Task description>
Write every line below out again exactly, images omitted.

(Input records begins)

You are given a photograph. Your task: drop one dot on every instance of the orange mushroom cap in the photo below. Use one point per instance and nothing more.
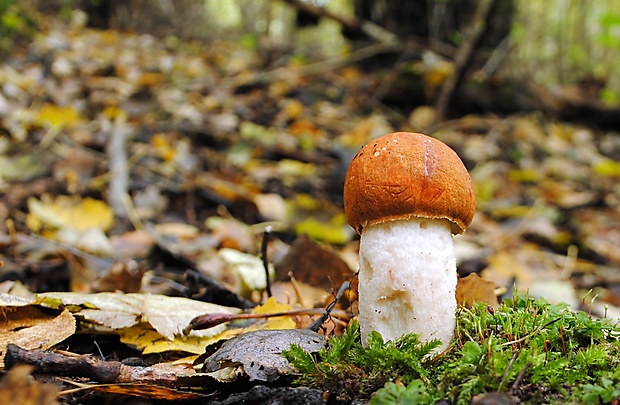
(404, 175)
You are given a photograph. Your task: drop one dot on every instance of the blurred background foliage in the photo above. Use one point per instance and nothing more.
(555, 42)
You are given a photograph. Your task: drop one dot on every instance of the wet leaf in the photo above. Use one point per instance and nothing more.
(474, 288)
(30, 327)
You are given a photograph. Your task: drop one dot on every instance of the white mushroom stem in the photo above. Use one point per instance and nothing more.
(407, 280)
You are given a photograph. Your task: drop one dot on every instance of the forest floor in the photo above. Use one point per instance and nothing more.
(153, 167)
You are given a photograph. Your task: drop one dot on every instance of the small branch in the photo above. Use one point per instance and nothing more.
(57, 364)
(330, 308)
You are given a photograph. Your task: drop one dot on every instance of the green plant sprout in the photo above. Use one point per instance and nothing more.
(527, 348)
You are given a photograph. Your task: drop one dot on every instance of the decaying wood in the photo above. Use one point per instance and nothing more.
(463, 57)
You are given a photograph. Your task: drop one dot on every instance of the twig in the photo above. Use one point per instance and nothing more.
(317, 324)
(515, 354)
(463, 56)
(353, 27)
(264, 244)
(119, 169)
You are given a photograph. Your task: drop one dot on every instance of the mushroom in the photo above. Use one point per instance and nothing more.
(406, 194)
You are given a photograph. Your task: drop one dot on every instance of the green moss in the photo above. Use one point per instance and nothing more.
(535, 351)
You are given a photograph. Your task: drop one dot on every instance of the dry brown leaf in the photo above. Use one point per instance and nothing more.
(18, 387)
(31, 328)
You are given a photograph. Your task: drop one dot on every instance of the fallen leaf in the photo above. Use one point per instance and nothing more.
(474, 288)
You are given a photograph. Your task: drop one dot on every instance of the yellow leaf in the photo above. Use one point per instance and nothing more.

(Input records ends)

The answer>
You are given a photograph. Your task: drop one dot on every instance of the orange mushroom cap in the photo below. Use one point per instance and nothing more.
(404, 175)
You are given a photograph. Your task: drop one dot on every instance of the blurred background foliage in the photo above. Use one point per instance and nothing more.
(555, 42)
You are given a photograph. Your task: drop one dot on every instance of the wet leaf in the photo above. Use one point per instance and nothing more.
(474, 288)
(30, 327)
You are given a photograph. Your task: drop one dot on every instance of the white mushroom stem in the photo above. Use one point per instance and nothing more.
(407, 280)
You are given a photograph. Your task: drop one dot on every instance of the forest floor in the photo above. Use one point per instance and nothing more.
(153, 167)
You are given a photograph. Your task: drop one dot on every instance of the small branch in the photo above. Use one point per instance and nothing more.
(57, 364)
(330, 308)
You are given a photograph. Your task: drop one dot on every instance of the green plant sprout in the photo above. Use one point per instance and nothing more.
(527, 348)
You are given a photograph. Your task: drop one dot on every instance of the decaying wood in the photo above. Use one point per instance and nothing more.
(463, 57)
You are given a photograph. Your task: drop one dot on every instance of the twig in the photo above. Use one point per instance and nothing more.
(317, 324)
(515, 354)
(463, 56)
(353, 27)
(264, 244)
(119, 169)
You are given a photograph. Your task: drop one dot on every instance of the mushroom in the photo above. Use one point per instance and nothing more.
(406, 194)
You are given a photograph. Your task: drop one dot on every instance of the green moss in the photo above. Use one point per instance and nothing more.
(535, 351)
You are given a photograph. Your task: drop one dot on every instance of the dry brown leaf in the photo above. Use one point per instance and nothing more.
(18, 387)
(31, 328)
You are given a photograph. Your task: drop one dot on every instance of the fallen leaf in the photo above. Use one point per instance and nothing more.
(474, 288)
You are given a photograph. Your task: drop one dot on every instance of the yellow leaf in the photo above. Use one point per instance and nothing more.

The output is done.